* **REQUIRED TASK 1**:
Condense the paragraph in the transcript that begins "Yeah, that's actually why in the interview" into a brief summary, keeping its main facts.

BILL MULLIGAN: Yeah, thank you.
KASLIN FIELDS: Thank you so much for that interview, Abdel. It's always great to hear from Bill. He used to work for the CNCF if I recall correctly, so I met him through that. So it's always good to hear from him.
ABDEL SGHIOUAR: Yeah, I think he had some marketing chair position within the CNCF--
KASLIN FIELDS: Something like.
ABDEL SGHIOUAR: --or was working-- yeah, yeah, I remember that from reading the LinkedIn profile.
KASLIN FIELDS: Regardless, Bill is awesome, and you should totally follow the stuff that he does because he finds good things to be involved in my experience with him.
ABDEL SGHIOUAR: Definitely.
KASLIN FIELDS: And we heard a little bit about that background in your interview as well. I didn't know that he had a background in biotech, which is something that I strongly considered going into and then ended up in tech through startups and doing Kubernetes. Love it.
ABDEL SGHIOUAR: Yeah, it's quite interesting. We were debating before the interview whether we should make the joke about Wisconsin and where he's from. And he was like, well, my uncle has cows. I was like, well, we should definitely talk about that then.
KASLIN FIELDS: You've got to. You've got to talk about it.
ABDEL SGHIOUAR: You got to talk about it, exactly.
KASLIN FIELDS: My family actually raises cattle as well.
ABDEL SGHIOUAR: Really? Wow.
KASLIN FIELDS: Yeah, in Virginia just as kind of a small-time thing. But every time I go home-- last time I went home, my dad actually smoked a brisket that was from one of the cows that my uncle raised, so that was pretty cool.
ABDEL SGHIOUAR: Wow. All right. Maybe it's actually my retirement product, so let's see.
KASLIN FIELDS: Good luck with that. I'm not doing that. Back to Cilium, though, and eBPF, something really interesting that I learned about Cilium from this is that it's only a year younger than Kubernetes itself, which I did not know.
ABDEL SGHIOUAR: Yeah, that's actually why in the interview I brought up this point of, what is Cilium beyond just the CNI? Because it was introduced as the CNI in 2015, so one year after Kubernetes, but then it just kept growing. So that's why I made sure to talk about-- OK, talk about Cilium outside of the CNI, and that's when we started talking about the service mesh and observability and all that stuff, right.

Items from a dataset
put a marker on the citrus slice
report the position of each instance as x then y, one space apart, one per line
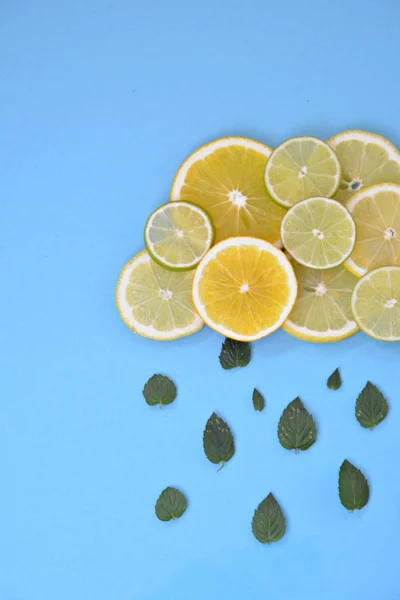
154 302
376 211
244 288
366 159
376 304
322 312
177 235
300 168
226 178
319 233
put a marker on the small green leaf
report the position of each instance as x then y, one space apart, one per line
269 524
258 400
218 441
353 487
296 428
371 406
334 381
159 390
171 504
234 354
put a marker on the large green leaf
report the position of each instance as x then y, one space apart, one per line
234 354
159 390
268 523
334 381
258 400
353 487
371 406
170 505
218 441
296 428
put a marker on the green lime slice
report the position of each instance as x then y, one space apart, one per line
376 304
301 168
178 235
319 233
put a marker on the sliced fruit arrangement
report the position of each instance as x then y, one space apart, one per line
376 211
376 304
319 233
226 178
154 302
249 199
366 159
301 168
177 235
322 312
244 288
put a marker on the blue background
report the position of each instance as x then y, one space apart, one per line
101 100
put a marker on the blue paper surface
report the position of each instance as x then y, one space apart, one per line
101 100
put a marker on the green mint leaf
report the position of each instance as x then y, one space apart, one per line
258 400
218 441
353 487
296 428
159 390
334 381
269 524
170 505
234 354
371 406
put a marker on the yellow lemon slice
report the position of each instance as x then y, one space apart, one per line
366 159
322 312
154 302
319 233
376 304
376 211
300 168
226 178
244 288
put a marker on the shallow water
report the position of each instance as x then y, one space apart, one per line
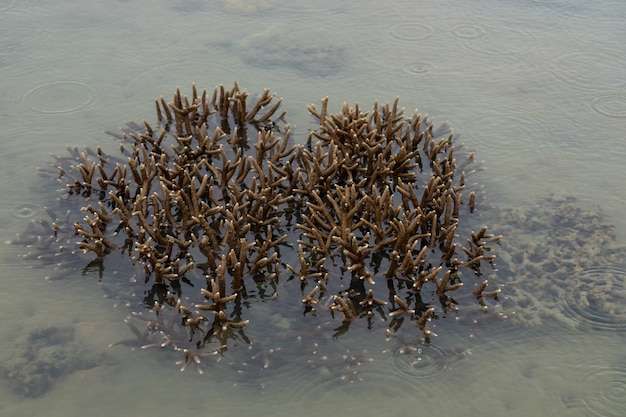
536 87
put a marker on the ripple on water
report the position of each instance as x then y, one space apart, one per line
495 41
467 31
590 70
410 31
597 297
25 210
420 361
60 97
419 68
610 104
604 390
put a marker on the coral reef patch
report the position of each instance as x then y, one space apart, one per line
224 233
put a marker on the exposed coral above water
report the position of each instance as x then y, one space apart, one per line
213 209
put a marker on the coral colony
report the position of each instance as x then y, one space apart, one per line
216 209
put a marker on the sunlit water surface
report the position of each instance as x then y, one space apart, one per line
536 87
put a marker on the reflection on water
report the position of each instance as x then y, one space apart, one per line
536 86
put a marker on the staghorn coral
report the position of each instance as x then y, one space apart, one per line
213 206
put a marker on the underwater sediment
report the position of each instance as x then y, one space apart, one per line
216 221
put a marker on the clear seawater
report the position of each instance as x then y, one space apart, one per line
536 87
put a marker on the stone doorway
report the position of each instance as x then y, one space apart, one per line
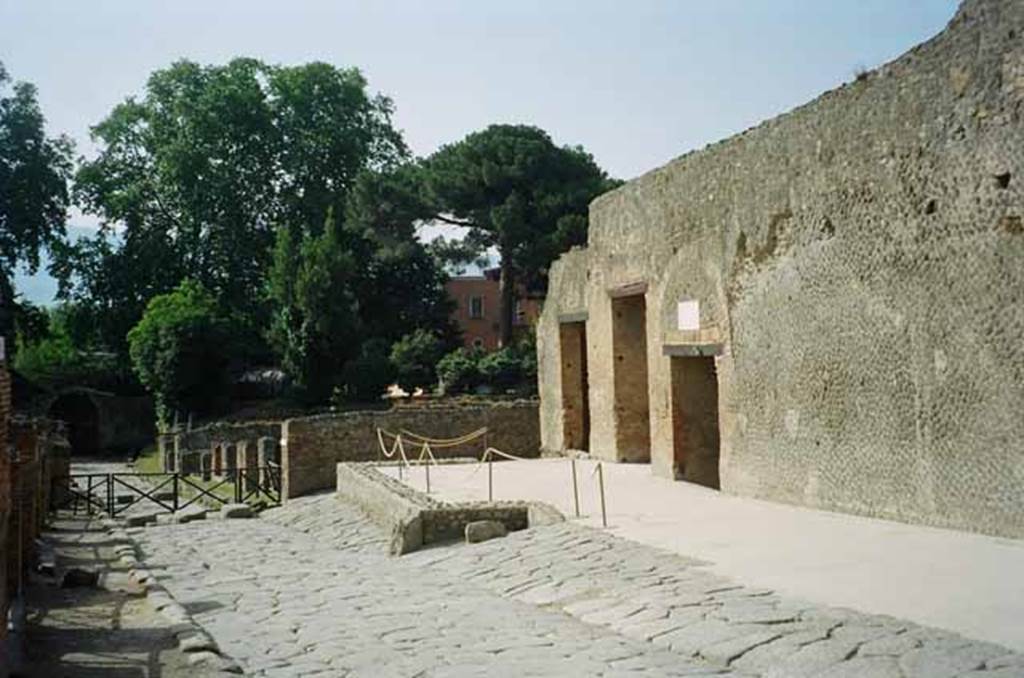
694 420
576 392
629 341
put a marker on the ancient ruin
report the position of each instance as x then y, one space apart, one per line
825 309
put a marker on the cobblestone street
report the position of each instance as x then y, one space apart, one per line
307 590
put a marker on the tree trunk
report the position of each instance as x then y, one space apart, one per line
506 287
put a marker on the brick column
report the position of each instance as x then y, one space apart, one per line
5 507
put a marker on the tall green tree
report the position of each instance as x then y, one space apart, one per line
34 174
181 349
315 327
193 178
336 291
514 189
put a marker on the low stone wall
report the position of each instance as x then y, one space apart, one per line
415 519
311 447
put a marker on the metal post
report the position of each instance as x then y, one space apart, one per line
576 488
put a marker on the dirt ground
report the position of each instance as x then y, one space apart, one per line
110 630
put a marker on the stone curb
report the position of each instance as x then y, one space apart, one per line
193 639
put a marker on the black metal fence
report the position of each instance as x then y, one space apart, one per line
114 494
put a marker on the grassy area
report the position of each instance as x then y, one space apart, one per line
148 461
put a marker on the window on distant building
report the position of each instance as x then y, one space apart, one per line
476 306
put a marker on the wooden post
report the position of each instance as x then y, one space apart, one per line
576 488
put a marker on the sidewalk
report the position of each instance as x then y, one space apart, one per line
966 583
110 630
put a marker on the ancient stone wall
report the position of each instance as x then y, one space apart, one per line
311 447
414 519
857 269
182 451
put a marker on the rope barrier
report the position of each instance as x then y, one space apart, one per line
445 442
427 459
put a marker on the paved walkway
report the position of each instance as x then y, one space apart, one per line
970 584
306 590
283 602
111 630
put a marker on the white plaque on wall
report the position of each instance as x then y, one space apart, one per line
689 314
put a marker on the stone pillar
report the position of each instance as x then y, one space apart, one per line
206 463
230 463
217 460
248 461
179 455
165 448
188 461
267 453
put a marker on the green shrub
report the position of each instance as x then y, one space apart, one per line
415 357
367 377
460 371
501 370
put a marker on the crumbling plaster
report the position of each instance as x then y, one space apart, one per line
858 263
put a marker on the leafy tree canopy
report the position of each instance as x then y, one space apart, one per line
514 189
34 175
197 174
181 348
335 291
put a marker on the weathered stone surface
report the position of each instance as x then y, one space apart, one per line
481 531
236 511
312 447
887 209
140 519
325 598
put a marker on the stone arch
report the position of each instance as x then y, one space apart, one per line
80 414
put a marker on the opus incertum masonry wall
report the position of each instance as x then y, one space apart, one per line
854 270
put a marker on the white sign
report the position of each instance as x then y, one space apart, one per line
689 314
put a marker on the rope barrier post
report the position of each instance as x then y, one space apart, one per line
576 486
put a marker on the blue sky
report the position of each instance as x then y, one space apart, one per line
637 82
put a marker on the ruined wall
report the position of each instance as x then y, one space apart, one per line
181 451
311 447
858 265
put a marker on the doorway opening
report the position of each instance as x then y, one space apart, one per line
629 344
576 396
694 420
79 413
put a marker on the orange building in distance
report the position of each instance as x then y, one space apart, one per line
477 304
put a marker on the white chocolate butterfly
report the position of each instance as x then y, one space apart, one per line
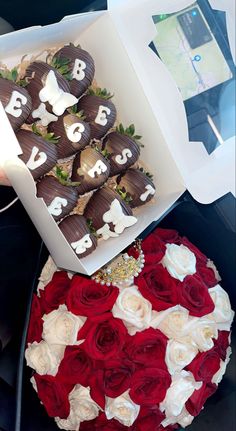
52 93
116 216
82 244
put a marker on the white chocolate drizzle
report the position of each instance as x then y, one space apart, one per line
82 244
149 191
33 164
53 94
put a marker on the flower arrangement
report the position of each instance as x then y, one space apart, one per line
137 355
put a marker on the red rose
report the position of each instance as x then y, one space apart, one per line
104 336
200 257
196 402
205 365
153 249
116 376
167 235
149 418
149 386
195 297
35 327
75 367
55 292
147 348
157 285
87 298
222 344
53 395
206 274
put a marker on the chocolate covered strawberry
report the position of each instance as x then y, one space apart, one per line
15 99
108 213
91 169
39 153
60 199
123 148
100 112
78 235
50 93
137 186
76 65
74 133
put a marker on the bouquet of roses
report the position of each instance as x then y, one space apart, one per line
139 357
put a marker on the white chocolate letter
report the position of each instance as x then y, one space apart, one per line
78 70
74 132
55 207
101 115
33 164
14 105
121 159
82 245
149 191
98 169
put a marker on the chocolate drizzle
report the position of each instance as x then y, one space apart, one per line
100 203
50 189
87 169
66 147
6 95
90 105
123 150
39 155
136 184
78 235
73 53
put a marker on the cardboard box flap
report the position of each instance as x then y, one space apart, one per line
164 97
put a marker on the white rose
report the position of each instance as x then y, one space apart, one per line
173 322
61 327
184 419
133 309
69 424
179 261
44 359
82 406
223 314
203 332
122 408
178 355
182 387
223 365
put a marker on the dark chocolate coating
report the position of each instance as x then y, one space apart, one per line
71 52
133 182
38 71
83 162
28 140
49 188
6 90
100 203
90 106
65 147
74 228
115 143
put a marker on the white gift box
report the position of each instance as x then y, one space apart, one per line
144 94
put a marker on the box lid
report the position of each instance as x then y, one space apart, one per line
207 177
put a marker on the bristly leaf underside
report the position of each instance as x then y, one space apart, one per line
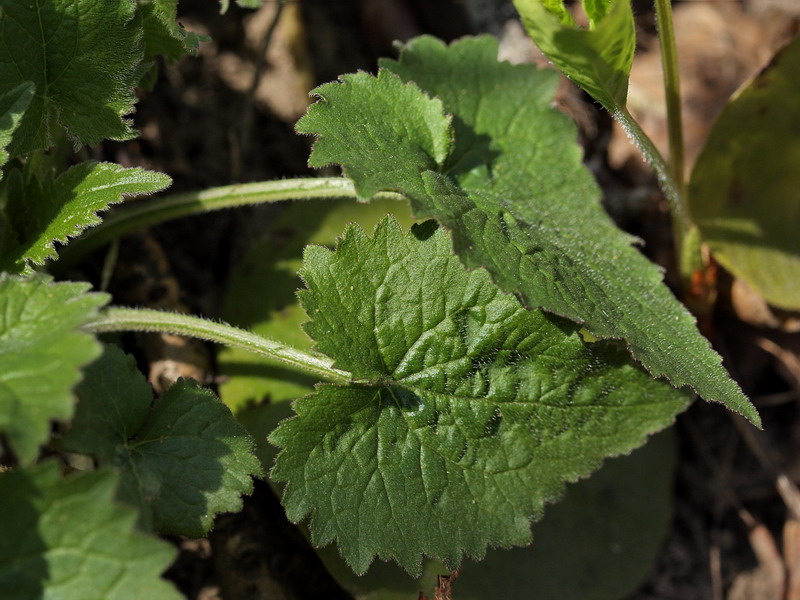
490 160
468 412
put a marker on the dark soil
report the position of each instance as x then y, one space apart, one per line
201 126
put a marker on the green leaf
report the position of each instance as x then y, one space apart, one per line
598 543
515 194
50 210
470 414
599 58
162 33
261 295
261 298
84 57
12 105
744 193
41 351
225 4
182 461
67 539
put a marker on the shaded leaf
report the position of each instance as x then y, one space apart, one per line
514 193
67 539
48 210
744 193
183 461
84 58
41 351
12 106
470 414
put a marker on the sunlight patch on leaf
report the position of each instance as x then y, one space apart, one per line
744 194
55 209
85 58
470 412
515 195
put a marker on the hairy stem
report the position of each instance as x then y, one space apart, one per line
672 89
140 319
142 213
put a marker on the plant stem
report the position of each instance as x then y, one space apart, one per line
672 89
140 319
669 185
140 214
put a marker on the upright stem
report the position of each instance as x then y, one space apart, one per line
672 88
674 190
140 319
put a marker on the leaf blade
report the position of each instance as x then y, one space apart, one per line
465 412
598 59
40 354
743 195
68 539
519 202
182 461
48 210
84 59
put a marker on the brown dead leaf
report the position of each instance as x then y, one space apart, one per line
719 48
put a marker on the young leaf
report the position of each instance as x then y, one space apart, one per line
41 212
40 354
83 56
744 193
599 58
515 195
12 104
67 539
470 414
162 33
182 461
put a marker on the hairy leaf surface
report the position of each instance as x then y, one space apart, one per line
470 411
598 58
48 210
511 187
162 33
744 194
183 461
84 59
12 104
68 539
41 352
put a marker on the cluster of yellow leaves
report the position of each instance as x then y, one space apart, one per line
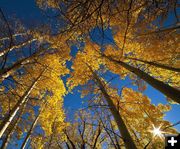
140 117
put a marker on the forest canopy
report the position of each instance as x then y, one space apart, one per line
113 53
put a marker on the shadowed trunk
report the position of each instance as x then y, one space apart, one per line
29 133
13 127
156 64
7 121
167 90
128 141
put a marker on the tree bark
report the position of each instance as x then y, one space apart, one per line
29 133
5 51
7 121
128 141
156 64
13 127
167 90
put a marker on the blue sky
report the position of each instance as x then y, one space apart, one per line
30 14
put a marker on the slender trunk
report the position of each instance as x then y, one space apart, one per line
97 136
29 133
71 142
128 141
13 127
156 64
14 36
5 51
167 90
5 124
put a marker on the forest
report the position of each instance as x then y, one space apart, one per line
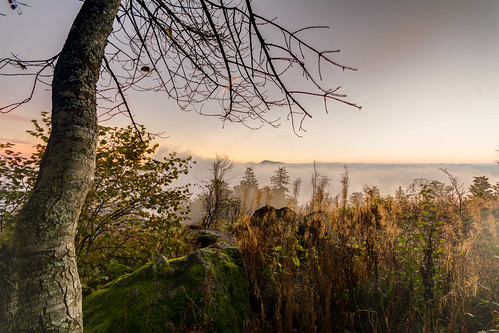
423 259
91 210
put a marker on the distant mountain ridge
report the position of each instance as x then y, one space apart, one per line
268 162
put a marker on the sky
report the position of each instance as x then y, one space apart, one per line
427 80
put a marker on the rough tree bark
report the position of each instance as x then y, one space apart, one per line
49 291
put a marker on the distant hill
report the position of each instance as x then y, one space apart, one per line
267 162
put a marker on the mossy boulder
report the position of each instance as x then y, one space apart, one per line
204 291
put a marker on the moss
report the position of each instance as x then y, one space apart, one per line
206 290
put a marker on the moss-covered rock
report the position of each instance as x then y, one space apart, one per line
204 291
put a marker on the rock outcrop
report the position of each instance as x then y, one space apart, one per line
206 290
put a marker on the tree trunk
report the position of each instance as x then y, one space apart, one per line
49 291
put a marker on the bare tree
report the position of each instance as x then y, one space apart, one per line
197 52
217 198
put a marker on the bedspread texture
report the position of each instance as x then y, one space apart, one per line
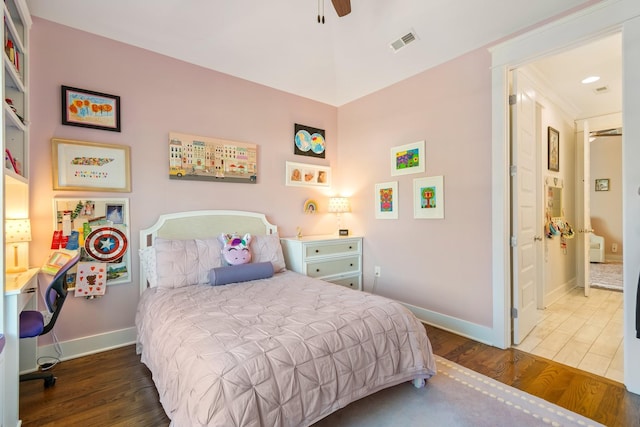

* **REQUIRED TASK 2**:
Locate every line of the listing that contains the word "green", and copy each such line. Matching is case-sensitive.

* **WRITTEN SOLUTION 1**:
In the interview, Abdel raised the question of what Cilium is beyond the CNI. Cilium was introduced as a CNI in 2015, one year after Kubernetes, and has kept growing since. That led the discussion to Cilium outside the CNI, including service mesh and observability.

* **WRITTEN SOLUTION 2**:
put a marker on the small green leaf
put a marker on the large green leaf
put a marker on the green lime slice
put a marker on the green mint leaf
put a marker on the tall green tree
put a marker on the green shrub
put a marker on the green leaf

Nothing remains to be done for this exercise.